# XML gegen XSD validieren (XMLReader)



## MArCus88 (3. Jan 2011)

Hallo zusammen,

ich hab da mal eine Frage zum XMLReader. Mit dem lese ich eine XML ein und möchte sie gegen ein XML-Schema validieren. Meine Frage: wie stelle ich das an :shock:

Die Ergebnisse die ich durch die Suchfunktion gefunden habe, haben mich leider nicht weiter gebracht.

Danke euch im Vorraus!

MArCus88


----------



## Noctarius (3. Jan 2011)

java xmlreader schema validation - Google-Suche


----------



## Gelöschtes Mitglied 5909 (3. Jan 2011)

Schau dir das mal an:

The Java XML Validation API


----------



## MArCus88 (3. Jan 2011)

Habt Dank!

@Noctarius:
So etwas Vergleichbares hatte ich auch schon gefunden, allerdings hatte er mir gesagt mein XML sei nicht valide im Bezug auf das Schema. Mein Fehler war nun schnell gefunden Dank dem was du gepostet hast. Der Pfad zum Schema in der XML war schlicht falsch


----------



## Noctarius (3. Jan 2011)

Hehe kenn ich, alles Fehler die Jeder mal macht


----------

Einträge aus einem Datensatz
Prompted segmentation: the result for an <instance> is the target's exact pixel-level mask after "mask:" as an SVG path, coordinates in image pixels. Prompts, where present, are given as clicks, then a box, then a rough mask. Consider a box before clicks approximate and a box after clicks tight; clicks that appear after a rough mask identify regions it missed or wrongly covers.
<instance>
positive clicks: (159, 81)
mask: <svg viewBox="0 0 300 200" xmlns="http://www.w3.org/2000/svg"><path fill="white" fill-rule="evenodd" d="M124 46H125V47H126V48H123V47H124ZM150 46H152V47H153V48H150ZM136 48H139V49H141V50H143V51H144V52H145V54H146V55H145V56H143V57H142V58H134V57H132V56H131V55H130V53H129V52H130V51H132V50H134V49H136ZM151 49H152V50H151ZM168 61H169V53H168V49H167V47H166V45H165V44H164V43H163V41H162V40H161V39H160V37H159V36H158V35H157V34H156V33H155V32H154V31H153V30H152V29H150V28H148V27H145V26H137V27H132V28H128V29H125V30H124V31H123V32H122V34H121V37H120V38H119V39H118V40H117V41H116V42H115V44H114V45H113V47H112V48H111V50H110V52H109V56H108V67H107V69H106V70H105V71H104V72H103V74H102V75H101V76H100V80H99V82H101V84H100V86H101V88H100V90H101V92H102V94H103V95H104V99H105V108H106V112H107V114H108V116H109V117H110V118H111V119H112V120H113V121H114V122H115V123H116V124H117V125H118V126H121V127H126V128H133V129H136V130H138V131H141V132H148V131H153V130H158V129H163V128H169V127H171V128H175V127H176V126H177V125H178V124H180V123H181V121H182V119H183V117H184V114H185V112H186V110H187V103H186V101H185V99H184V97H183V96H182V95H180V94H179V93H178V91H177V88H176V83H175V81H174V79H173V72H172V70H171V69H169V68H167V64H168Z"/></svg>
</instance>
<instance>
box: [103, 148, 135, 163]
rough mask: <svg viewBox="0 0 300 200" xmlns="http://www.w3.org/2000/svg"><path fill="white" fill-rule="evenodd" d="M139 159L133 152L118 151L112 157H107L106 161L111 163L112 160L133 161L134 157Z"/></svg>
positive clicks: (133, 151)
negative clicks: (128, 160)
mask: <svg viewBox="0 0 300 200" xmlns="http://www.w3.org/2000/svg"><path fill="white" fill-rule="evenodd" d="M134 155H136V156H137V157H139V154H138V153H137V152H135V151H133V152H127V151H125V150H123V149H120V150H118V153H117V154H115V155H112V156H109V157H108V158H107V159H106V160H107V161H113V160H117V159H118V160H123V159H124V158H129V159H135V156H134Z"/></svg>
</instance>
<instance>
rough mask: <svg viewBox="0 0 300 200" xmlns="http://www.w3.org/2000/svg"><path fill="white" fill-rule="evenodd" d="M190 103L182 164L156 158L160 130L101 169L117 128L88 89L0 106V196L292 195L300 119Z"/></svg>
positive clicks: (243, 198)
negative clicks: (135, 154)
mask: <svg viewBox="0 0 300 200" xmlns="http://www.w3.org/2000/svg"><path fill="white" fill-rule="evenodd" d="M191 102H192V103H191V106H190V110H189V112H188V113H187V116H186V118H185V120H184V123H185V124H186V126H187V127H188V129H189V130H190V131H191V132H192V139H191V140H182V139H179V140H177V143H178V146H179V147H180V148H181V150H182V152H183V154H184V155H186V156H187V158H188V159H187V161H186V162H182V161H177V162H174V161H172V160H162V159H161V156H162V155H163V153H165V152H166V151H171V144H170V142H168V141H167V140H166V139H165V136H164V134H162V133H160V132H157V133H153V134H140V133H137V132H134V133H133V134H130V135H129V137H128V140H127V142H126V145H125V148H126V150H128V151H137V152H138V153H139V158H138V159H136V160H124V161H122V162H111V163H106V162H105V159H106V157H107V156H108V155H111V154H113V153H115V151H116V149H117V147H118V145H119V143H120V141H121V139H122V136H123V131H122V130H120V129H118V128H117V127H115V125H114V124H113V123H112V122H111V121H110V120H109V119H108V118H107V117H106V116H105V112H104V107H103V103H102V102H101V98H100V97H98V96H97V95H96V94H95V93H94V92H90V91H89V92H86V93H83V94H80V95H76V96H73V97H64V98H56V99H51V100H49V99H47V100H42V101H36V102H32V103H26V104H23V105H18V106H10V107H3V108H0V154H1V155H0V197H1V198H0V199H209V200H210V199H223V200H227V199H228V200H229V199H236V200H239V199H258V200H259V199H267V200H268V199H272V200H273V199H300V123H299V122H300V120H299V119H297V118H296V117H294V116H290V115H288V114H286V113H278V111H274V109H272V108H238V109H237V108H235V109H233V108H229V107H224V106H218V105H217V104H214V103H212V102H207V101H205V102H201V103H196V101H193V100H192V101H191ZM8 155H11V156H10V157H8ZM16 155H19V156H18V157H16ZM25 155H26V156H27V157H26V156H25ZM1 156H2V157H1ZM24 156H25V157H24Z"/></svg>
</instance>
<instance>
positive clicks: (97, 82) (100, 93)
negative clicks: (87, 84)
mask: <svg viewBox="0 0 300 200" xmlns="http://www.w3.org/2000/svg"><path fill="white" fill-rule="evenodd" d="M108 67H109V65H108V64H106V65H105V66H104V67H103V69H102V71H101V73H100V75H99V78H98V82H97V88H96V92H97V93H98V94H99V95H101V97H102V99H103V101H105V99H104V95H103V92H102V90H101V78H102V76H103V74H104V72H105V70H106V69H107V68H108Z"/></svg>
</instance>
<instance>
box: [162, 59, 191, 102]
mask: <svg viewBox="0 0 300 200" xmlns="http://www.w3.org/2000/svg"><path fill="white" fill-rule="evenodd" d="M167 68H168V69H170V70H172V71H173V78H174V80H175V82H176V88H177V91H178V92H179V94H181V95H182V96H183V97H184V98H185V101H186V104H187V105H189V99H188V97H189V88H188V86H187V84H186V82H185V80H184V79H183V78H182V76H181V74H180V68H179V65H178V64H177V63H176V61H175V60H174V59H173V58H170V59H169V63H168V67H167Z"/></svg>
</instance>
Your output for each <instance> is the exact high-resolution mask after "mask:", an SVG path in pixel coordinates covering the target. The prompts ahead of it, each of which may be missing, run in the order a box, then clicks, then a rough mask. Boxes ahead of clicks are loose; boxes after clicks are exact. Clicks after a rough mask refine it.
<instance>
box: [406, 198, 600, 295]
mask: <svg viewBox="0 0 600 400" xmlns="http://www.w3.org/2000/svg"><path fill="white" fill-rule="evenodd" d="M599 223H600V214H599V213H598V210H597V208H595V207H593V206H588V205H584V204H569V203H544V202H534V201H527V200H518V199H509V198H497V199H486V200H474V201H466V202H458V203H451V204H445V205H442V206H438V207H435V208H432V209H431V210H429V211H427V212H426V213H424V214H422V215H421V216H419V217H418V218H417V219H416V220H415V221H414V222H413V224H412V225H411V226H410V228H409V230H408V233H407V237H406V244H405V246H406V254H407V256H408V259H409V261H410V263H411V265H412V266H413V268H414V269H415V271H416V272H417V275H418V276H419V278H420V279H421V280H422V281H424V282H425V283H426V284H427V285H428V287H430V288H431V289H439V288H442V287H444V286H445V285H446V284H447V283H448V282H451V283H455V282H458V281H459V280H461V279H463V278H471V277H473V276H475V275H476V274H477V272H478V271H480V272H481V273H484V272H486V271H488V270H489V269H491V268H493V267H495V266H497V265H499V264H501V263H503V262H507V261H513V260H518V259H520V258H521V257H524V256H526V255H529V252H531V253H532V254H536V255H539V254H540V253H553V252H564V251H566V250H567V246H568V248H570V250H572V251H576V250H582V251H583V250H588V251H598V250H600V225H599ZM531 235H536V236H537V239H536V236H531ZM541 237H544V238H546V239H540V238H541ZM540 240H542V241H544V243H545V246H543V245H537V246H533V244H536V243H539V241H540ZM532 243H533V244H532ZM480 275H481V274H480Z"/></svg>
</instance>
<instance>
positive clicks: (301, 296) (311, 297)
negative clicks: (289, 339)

**AUFGABENSTELLUNG:** Gib aus dem Forumsthread zur XML-Validierung den Abschnitt von "# XML gegen" bis einschließlich "nicht weiter gebracht." wortgetreu wieder.

**GELÖSTE AUFGABE:**
# XML gegen XSD validieren (XMLReader)



## MArCus88 (3. Jan 2011)

Hallo zusammen,

ich hab da mal eine Frage zum XMLReader. Mit dem lese ich eine XML ein und möchte sie gegen ein XML-Schema validieren. Meine Frage: wie stelle ich das an :shock:

Die Ergebnisse die ich durch die Suchfunktion gefunden habe, haben mich leider nicht weiter gebracht.